What you need to do - Line by line, copy the material that follows without leaving anything out.

Records -
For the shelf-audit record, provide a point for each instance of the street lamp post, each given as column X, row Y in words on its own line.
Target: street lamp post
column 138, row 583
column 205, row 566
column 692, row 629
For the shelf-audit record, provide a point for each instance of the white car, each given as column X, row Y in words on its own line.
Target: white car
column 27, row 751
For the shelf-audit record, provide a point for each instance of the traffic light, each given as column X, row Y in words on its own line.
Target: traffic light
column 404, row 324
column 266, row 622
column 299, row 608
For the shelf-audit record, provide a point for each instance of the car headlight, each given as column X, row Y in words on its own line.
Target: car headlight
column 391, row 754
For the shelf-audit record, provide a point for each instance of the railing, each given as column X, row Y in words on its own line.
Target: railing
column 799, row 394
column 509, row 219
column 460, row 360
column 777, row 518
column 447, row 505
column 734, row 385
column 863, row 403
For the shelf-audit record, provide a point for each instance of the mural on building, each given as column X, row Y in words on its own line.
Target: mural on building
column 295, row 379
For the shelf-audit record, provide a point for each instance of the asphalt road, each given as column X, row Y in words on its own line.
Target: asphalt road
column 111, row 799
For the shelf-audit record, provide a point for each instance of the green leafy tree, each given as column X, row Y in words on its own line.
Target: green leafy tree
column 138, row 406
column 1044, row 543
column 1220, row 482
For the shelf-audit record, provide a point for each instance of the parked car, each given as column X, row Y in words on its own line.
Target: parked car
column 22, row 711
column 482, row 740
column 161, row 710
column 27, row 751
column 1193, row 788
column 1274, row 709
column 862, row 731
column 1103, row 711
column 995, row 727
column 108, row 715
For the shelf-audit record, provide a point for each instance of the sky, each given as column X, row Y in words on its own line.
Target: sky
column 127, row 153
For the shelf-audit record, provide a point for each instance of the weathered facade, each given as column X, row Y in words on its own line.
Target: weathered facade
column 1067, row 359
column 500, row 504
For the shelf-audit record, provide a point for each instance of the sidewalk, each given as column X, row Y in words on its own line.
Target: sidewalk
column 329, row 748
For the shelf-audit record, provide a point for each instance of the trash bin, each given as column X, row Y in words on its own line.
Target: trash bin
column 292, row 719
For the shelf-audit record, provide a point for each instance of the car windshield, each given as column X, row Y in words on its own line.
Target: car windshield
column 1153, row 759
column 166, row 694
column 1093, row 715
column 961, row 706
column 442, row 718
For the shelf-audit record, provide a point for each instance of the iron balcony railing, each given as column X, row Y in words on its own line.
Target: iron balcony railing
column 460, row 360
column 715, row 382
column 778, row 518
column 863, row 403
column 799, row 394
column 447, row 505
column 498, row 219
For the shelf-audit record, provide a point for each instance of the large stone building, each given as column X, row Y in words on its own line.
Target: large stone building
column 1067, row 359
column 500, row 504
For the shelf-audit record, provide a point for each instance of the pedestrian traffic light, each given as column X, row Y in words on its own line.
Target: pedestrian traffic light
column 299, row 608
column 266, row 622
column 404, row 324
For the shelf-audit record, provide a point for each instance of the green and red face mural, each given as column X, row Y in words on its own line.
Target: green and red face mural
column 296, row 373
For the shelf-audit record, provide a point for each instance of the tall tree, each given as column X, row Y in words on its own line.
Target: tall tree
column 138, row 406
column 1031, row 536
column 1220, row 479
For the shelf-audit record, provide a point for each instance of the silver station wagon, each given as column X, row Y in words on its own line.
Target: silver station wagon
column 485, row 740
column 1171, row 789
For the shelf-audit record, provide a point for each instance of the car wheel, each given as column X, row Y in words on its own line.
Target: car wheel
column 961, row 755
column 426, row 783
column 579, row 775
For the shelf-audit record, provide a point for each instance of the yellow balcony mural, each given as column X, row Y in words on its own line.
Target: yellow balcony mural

Task solution -
For the shelf-audit record, provide a point for each instance of the street lamp post, each given as column X, row Y in words on its own line.
Target: street lamp post
column 138, row 583
column 205, row 566
column 692, row 629
For the shelf-audit record, provide a point for each instance of the white car, each given as column X, row Y in words on its own line.
Target: white car
column 27, row 751
For the shelf-audit record, provide a point for each instance of the traffic light, each given as column X, row Y in words on its own line.
Target: traffic light
column 404, row 324
column 266, row 622
column 299, row 608
For the shelf-audit record, provide a point for each instance of the car headlight, each given as column X, row Y in words on its own line.
Target: car headlight
column 391, row 754
For the shelf-audit record, provide a point for each instance of the railing, each given as column X, row Y in words on its own line.
Target: railing
column 799, row 394
column 509, row 219
column 460, row 360
column 777, row 518
column 447, row 505
column 734, row 385
column 863, row 403
For the shelf-audit record, provide a point for each instance of the mural on building, each given as column X, row Y in words on its own line.
Target: mural on building
column 295, row 379
For the shelf-audit record, provide a point for each instance of the asphalt road, each given as column X, row Y in words on its own line.
Target: asphalt road
column 111, row 799
For the shelf-audit record, provide a point for each instance of the green leafy tree, each given as column X, row Y in words on its own line.
Target: green leafy tree
column 138, row 406
column 1044, row 543
column 1220, row 482
For the shelf-audit record, provide a point for each instance of the parked car, each given as column X, row Y in words on its own line.
Target: parked car
column 22, row 711
column 482, row 740
column 161, row 710
column 27, row 751
column 1193, row 788
column 1274, row 709
column 862, row 731
column 1103, row 711
column 995, row 727
column 108, row 715
For the shelf-audit record, provide a point for each instance of the sky, each given as column X, row Y in words on its own line.
Target: sky
column 127, row 153
For the shelf-audit record, provide a point for each instance of the weathered facade, each given as column X, row Y in words on its own line.
Target: weathered facade
column 1067, row 359
column 500, row 504
For the shelf-audit record, provide a point for each instance of the sidewalk, each given as column X, row Y in words on its own line.
Target: sidewalk
column 329, row 748
For the shelf-audit record, provide a point for each instance of the trash bin, each given as column X, row Y in words on its own line.
Target: trash bin
column 292, row 719
For the shelf-audit record, provide a point for each instance of the car windshield, each given as column X, row Y in words on its own line.
Target: car windshield
column 1153, row 759
column 166, row 694
column 1093, row 715
column 961, row 706
column 442, row 718
For the shelf-audit record, provide a point for each instance of the iron balcony railing, each given as column X, row Y in words on its own line.
Target: iron balcony railing
column 460, row 360
column 715, row 382
column 778, row 518
column 863, row 403
column 799, row 394
column 447, row 505
column 498, row 219
For the shelf-audit record, provide a point for each instance of the large stone building, each given as column X, row Y in words on its own line.
Target: large stone building
column 1067, row 359
column 500, row 504
For the shelf-audit record, provide a point for each instance of the pedestrian traffic light, each given as column X, row Y in words on its own line.
Target: pedestrian traffic light
column 299, row 608
column 266, row 622
column 404, row 324
For the shelf-audit record, provide a point for each instance of the green and red face mural, each given as column X, row Y in words on its own line.
Target: green and red face mural
column 296, row 373
For the shelf-audit record, provide a point for each instance of the tall tree, each given as column X, row Y in words on its own line.
Target: tall tree
column 138, row 406
column 1031, row 536
column 1220, row 479
For the shelf-audit record, provide a point for each instance of the silver station wagon, each given as column X, row Y in words on its own line.
Target: silver station wagon
column 485, row 740
column 1171, row 789
For the shelf-audit record, provide a point for each instance of the car wheel, each given as column X, row Y in words on its own line.
Target: car wheel
column 961, row 755
column 426, row 783
column 579, row 775
For the shelf-audit record, provide a point for each instance of the yellow balcony mural, each given as column X, row Y in words on its own line.
Target: yellow balcony mural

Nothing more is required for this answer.